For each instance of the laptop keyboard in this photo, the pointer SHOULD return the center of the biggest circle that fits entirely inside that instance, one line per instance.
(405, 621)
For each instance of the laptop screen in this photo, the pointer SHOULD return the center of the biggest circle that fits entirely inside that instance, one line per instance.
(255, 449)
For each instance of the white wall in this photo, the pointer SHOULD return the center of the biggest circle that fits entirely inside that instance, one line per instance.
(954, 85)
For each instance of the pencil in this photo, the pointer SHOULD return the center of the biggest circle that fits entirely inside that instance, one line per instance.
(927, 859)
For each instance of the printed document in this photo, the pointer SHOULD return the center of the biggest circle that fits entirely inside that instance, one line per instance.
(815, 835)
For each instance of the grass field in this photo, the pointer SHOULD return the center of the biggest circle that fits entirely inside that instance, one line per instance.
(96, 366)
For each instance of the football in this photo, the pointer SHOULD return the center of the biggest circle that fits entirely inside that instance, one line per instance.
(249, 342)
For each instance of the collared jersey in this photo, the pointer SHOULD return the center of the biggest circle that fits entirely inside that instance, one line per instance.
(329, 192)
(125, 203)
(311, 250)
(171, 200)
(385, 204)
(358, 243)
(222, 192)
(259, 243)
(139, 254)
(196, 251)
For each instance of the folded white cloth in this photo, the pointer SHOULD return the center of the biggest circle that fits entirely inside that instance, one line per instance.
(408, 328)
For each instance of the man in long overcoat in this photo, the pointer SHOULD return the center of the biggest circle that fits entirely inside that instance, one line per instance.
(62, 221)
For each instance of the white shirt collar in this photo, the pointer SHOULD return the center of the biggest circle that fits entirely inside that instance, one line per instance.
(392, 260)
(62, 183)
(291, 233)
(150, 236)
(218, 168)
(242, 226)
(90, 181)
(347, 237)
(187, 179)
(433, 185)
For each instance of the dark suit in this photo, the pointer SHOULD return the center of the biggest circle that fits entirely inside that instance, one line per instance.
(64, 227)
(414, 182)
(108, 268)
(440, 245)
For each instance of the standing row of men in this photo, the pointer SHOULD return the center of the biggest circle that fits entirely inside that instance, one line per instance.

____________

Task instructions
The range begins at the line containing "For each instance of the dark" and ends at the last line of the entries; reproduce it exactly.

Exercise answer
For each instance of the dark suit in this photo, the pointer SHOULD return the center of the biggest circle that fits entirely inside that instance, one line per instance.
(64, 227)
(414, 182)
(108, 268)
(440, 245)
For each instance of the standing row of men in this photo, the pointer SHOULD return the center of the biggest circle that fits entirely inside that instance, one line per instance.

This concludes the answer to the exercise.